*** Page text
Los Gatos Weekly-Times

We're leaving the world in good hands

By Sue Fagalde Lick

In their teens, they ran around in ragged shorts and backwards baseball caps. They listened to music that sounded like someone screaming obscenities to a beat. They spoke in a language that sounded like "I'm all and then he went and then I went and he's all, hey dude . . ." Beavis and Butthead were their idols.

Judging by the exterior signs, I was pretty worried about the next generation, those teens and 20-somethings who are soon going to be in charge of the world. After all, when I'm old, I'll be depending on them to take care of me. I feared all they cared about was having fun, and their only contribution to the world would be untangling the computer messes their parents got into.

I was wrong. Having marathon-interviewed 13 so-called Generation X Los Gatos business owners in two weeks, I now feel confident the world is in good hands. I should have known that from the young people I've been working side-by-side with at the Los Gatos Weekly-Times, but I thought they were exceptions.

All of the interviewees rejected the Generation X label. "I don't think of myself that way," said Susan Sedgley of Romantiques. "I'm too domesticated," said Ginger Rowe, figuring that since she was married and had a house, she was beyond the X generation.
******
*** Data section
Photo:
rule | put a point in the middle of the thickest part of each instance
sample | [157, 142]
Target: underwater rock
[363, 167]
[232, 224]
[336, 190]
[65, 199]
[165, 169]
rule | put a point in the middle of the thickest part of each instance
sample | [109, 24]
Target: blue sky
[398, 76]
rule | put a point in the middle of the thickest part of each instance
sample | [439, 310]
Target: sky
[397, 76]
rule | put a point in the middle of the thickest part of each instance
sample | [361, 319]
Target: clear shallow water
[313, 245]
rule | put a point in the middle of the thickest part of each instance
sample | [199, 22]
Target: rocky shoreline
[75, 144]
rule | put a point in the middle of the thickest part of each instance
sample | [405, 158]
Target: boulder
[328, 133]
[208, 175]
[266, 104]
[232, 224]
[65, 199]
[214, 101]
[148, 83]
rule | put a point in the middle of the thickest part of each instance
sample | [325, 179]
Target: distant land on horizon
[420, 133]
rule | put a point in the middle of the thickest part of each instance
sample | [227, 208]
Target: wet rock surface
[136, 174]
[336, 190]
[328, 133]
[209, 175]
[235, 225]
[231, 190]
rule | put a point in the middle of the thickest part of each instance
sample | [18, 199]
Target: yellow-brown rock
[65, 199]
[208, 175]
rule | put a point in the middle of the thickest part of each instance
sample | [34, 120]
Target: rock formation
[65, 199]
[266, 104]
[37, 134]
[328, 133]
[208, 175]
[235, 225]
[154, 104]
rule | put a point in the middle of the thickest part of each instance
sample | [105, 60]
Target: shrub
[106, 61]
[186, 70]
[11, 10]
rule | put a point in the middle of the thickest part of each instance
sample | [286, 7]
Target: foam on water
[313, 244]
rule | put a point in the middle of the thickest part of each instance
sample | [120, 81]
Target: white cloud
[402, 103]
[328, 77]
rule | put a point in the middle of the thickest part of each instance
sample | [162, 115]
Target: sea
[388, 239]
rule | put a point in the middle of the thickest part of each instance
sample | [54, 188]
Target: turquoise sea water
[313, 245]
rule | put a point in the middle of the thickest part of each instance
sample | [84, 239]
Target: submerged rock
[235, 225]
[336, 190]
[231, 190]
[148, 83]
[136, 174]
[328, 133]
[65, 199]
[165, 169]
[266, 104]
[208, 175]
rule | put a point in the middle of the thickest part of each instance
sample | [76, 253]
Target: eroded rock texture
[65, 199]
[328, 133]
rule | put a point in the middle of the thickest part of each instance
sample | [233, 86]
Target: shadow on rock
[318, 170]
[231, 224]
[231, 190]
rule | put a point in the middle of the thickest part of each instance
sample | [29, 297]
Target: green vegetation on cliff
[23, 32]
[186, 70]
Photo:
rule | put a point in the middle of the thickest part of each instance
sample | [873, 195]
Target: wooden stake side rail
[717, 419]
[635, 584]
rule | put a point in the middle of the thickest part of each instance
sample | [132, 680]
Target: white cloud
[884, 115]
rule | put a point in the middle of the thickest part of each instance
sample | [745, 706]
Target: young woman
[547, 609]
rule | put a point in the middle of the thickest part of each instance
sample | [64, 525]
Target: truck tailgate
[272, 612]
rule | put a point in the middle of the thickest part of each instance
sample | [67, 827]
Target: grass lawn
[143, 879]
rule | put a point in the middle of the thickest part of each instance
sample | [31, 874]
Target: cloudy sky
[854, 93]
******
■ Problem to solve
Repeat word for word the passage of the Generation X column that begins with the words containing "Judging by the" and ends with "they were exceptions.". The lines above aren't needed for anything here.

■ The completed task
Judging by the exterior signs, I was pretty worried about the next generation, those teens and 20-somethings who are soon going to be in charge of the world. After all, when I'm old, I'll be depending on them to take care of me. I feared all they cared about was having fun, and their only contribution to the world would be untangling the computer messes their parents got into.

I was wrong. Having marathon-interviewed 13 so-called Generation X Los Gatos business owners in two weeks, I now feel confident the world is in good hands. I should have known that from the young people I've been working side-by-side with at the Los Gatos Weekly-Times, but I thought they were exceptions.